§ What the task requires
Can you transcribe every record below exactly as it appears?

[Point-per-instance localization data]
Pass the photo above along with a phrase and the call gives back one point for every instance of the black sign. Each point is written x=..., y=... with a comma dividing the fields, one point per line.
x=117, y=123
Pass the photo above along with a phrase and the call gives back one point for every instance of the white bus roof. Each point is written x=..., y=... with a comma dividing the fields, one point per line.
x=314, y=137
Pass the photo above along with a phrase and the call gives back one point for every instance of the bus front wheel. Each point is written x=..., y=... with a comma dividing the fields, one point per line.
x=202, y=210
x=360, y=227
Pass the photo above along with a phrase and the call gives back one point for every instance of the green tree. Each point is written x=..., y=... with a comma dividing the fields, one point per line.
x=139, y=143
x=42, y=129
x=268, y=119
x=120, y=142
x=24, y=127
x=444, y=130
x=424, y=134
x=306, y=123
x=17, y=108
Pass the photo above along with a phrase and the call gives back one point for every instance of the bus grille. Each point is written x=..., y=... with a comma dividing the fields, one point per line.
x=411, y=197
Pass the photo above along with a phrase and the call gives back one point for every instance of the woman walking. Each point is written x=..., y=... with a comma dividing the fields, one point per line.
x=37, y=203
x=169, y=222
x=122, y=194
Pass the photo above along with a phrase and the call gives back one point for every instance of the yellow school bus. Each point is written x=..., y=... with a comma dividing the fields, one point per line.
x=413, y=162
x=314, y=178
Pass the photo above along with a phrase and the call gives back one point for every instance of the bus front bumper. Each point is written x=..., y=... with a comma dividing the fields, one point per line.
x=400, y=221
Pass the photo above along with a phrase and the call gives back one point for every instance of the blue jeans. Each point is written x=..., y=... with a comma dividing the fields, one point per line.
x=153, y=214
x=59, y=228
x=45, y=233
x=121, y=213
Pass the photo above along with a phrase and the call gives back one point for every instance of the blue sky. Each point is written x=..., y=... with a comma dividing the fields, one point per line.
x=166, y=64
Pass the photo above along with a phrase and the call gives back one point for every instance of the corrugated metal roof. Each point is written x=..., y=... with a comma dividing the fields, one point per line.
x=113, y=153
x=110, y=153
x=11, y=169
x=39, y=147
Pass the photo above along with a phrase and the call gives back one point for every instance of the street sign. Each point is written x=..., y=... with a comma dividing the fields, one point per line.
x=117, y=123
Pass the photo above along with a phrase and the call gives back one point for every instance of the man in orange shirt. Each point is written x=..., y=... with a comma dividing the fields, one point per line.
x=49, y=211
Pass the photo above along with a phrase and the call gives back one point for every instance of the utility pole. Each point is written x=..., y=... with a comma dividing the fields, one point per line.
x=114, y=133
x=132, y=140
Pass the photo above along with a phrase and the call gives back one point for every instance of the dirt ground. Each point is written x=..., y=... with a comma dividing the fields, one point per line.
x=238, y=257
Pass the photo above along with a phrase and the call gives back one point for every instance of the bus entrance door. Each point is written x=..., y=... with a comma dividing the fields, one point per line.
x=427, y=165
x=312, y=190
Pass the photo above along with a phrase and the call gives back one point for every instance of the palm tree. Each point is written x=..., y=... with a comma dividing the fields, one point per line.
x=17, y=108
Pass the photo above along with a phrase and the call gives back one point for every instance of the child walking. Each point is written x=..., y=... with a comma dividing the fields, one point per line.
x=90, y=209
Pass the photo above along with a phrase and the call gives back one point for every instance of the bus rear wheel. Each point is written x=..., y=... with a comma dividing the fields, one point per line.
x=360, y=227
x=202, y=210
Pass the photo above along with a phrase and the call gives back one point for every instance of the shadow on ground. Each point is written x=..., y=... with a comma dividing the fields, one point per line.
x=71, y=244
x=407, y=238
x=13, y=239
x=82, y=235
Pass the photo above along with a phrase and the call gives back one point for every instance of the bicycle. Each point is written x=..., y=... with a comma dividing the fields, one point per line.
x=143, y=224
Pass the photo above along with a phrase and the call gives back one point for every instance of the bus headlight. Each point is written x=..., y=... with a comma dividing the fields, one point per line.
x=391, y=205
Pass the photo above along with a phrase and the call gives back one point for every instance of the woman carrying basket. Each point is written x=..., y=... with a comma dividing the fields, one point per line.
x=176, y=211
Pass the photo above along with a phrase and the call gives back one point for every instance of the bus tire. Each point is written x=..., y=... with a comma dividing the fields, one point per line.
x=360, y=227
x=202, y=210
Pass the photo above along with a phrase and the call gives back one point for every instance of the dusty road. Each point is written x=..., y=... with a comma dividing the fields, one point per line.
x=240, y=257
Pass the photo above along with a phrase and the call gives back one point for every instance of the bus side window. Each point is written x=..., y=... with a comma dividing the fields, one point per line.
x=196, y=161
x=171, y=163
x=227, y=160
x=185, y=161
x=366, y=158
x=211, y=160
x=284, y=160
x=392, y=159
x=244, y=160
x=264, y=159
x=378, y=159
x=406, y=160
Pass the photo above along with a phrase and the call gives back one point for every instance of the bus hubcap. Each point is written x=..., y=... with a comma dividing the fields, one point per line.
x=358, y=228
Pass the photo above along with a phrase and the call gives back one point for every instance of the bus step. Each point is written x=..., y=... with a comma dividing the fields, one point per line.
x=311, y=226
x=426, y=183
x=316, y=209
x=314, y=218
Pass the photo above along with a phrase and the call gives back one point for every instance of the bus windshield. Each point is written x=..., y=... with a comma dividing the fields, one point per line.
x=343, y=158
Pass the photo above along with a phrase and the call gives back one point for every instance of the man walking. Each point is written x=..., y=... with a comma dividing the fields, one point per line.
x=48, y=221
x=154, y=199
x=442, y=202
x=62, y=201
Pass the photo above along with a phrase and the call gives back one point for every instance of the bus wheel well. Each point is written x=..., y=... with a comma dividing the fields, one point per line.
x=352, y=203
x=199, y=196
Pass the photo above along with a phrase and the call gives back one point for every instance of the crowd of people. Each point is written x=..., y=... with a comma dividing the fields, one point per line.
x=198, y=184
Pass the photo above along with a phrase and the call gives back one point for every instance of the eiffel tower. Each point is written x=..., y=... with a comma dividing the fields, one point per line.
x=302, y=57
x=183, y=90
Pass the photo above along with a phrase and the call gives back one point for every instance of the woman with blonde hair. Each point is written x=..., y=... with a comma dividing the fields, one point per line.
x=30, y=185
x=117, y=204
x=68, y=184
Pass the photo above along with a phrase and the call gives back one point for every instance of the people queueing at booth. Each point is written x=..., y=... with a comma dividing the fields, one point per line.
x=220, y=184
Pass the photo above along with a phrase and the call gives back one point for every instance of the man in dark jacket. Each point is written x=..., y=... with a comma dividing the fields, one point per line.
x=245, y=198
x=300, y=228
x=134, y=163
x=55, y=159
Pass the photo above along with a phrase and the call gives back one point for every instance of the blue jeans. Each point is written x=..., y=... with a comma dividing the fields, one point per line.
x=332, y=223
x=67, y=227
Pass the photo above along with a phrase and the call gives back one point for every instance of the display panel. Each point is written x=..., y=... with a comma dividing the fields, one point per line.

§ Answer box
Pass the photo above along with a phrase and the call gives back one point for every instance of the black sign. Each point is written x=..., y=... with a comma dividing the fields, one point per line.
x=117, y=123
Pass the photo above along with a phrase and the call gives back one point for every instance of the white bus roof. Each point is written x=..., y=... with a comma dividing the fields, one point per line.
x=314, y=137
Pass the photo above along with a phrase and the call gives back one point for every instance of the bus front wheel. Each point is written x=..., y=... with a comma dividing the fields, one point per line.
x=202, y=210
x=360, y=227
Pass the photo above along with a phrase and the call gives back one point for every instance of the green tree. Each point is written x=..., y=... with a comma dividing the fields, one point per line.
x=139, y=143
x=42, y=129
x=268, y=119
x=120, y=142
x=24, y=127
x=444, y=130
x=424, y=134
x=306, y=123
x=17, y=108
Pass the photo above along with a phrase and the call gives back one point for every instance of the bus grille. Each point is written x=..., y=... with a comma dividing the fields, one point per line.
x=411, y=197
Pass the photo above along with a phrase and the call gives back one point for every instance of the woman walking. Each point is written x=..., y=... with a comma dividing the fields, one point per line.
x=37, y=203
x=169, y=222
x=122, y=194
Pass the photo above along with a phrase and the call gives back one point for every instance of the yellow school bus. Each point is written x=..., y=... with a comma dividing the fields, one point per line.
x=413, y=162
x=314, y=178
Pass the photo above along with a phrase and the call gives back one point for every instance of the bus front bumper. Each point is written x=..., y=... with a comma dividing the fields, one point per line.
x=400, y=221
Pass the photo above along with a phrase and the call gives back one point for every instance of the blue jeans. Each point is written x=..., y=... with a comma dividing the fields, one point per line.
x=153, y=214
x=59, y=228
x=45, y=233
x=121, y=213
Pass the photo above along with a phrase and the call gives back one point for every instance of the blue sky. Each point is written x=..., y=... with a comma dividing the fields, one point per line.
x=166, y=64
Pass the photo above along with a phrase and the call gives back one point for every instance of the corrugated metal roof. Each point is written x=..., y=... with a comma dividing the fields, one point per line.
x=113, y=153
x=110, y=153
x=11, y=169
x=39, y=147
Pass the photo above along with a phrase and the call gives back one point for every instance of the street sign. Each point is written x=..., y=... with a comma dividing the fields, one point per line.
x=117, y=123
Pass the photo above along with a phrase and the call gives back one point for every instance of the man in orange shirt. Each point is written x=..., y=... with a comma dividing the fields, one point per line.
x=49, y=211
Pass the photo above along with a phrase and the call gives back one point for every instance of the utility pole. Each point is written x=..., y=... with a comma dividing the fields, one point per line.
x=114, y=133
x=132, y=140
Pass the photo above along with a phrase and the call gives back one point for every instance of the dirt ground. Each point is written x=..., y=... with a comma dividing the fields, one point per line.
x=238, y=257
Pass the photo above along with a phrase and the call gives back one point for every instance of the bus entrance door. Each point is written x=..., y=... with a comma dividing the fields, one point per line.
x=427, y=165
x=312, y=190
Pass the photo above along with a phrase and the call gives back one point for every instance of the palm tree. Each point is written x=..., y=... with a comma dividing the fields, one point per line.
x=17, y=108
Pass the photo above along with a phrase and the call gives back one point for every instance of the child walking. Each point is written x=..., y=... with a comma dividing the fields, one point per line.
x=90, y=209
Pass the photo above along with a phrase and the call gives back one point for every instance of the bus rear wheel. Each point is written x=..., y=... with a comma dividing the fields, one point per line.
x=360, y=227
x=202, y=210
Pass the photo above along with a phrase and the call gives back one point for every instance of the shadow on ground. Each point is written x=..., y=... with a comma dividing the fields, one point per line.
x=71, y=244
x=407, y=238
x=13, y=239
x=82, y=235
Pass the photo above along with a phrase and the call gives back one point for every instance of the bicycle. Each point is written x=..., y=... with a comma dividing the fields, one point per line.
x=143, y=224
Pass the photo above along with a phrase and the call gives back one point for every instance of the bus headlight. Each point is written x=..., y=... with a comma dividing the fields, one point per line.
x=391, y=205
Pass the photo above along with a phrase and the call gives back one point for every instance of the woman carrying basket. Each point is written x=..., y=... with a comma dividing the fields, one point per line.
x=176, y=211
Pass the photo above along with a phrase and the call gives back one point for every instance of the bus tire. Each point is written x=..., y=... with a comma dividing the fields, one point per line.
x=360, y=227
x=202, y=210
Pass the photo above along with a phrase and the call gives back one point for every instance of the dusty road. Each point is written x=..., y=... with a comma dividing the fields, one point per line.
x=240, y=257
Pass the photo above along with a phrase and the call gives back one point for every instance of the bus side window. Each point is written x=..., y=... with a comma dividing the fields, one point per line.
x=196, y=161
x=171, y=163
x=227, y=160
x=185, y=161
x=366, y=158
x=211, y=160
x=284, y=160
x=392, y=159
x=244, y=160
x=264, y=159
x=378, y=159
x=406, y=160
Pass the photo above along with a phrase and the call gives back one point for every instance of the bus hubcap. Each point is written x=..., y=... with a comma dividing the fields, one point per line.
x=358, y=228
Pass the photo above along with a phrase and the call gives back one point for every instance of the bus step. Each point is written x=..., y=... with a comma dividing the fields, one point per line.
x=311, y=226
x=426, y=183
x=316, y=209
x=314, y=218
Pass the photo above along with a phrase and the call gives back one point for every instance of the bus windshield. Each point is written x=..., y=... with a comma dividing the fields, one point per line.
x=343, y=158
Pass the photo above along with a phrase and the call gives back one point for every instance of the man walking. Each point is written x=..., y=... with a comma dividing the fields, one point per line.
x=48, y=221
x=154, y=199
x=442, y=202
x=62, y=201
Pass the photo above along with a phrase and the call gives back one point for every instance of the bus wheel well. Each point is written x=..., y=... with a comma dividing the fields, one point per line.
x=352, y=203
x=199, y=196
Pass the photo above along with a phrase and the call gives back one point for every instance of the crowd of people. Each point is written x=..., y=... with a comma dividing the fields, one point per line.
x=198, y=184
Pass the photo above along with a phrase and the call gives back one point for every instance of the eiffel tower. Each point is written x=..., y=... with a comma dividing the fields, one point per line.
x=302, y=57
x=183, y=90
Pass the photo above along with a phrase and the call gives back one point for every instance of the woman with blonde hair. Each point is written x=..., y=... with a comma dividing the fields, one point per line.
x=30, y=185
x=117, y=204
x=68, y=184
Pass the photo above along with a phrase and the call gives back one point for every instance of the people queueing at booth. Each point is written x=..., y=... with a comma dividing the fields, one point per line.
x=220, y=184
Pass the photo above along with a phrase and the call gives back one point for every instance of the man in dark jacket. Each point is written x=..., y=... with a comma dividing the fields, one point per line.
x=245, y=198
x=300, y=228
x=134, y=163
x=55, y=159
Pass the photo above along with a phrase and the call gives back one point for every instance of the blue jeans. Each point is written x=..., y=... with a comma dividing the fields, one point per line.
x=332, y=223
x=67, y=227
Pass the photo above along with a phrase and the call gives back one point for every instance of the display panel. Each point is written x=..., y=... with a comma dividing the fields, one point per line.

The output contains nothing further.